List every line of the entries below that contains the word "pedestrian".

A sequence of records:
☆ ☆ ☆ ☆ ☆ ☆ ☆

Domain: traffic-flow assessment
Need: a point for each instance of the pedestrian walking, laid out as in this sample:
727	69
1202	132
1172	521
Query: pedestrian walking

☆ ☆ ☆ ☆ ☆ ☆ ☆

* [Output below]:
Need: a point for each instance of the pedestrian walking, laid out as in this sample:
Query: pedestrian walking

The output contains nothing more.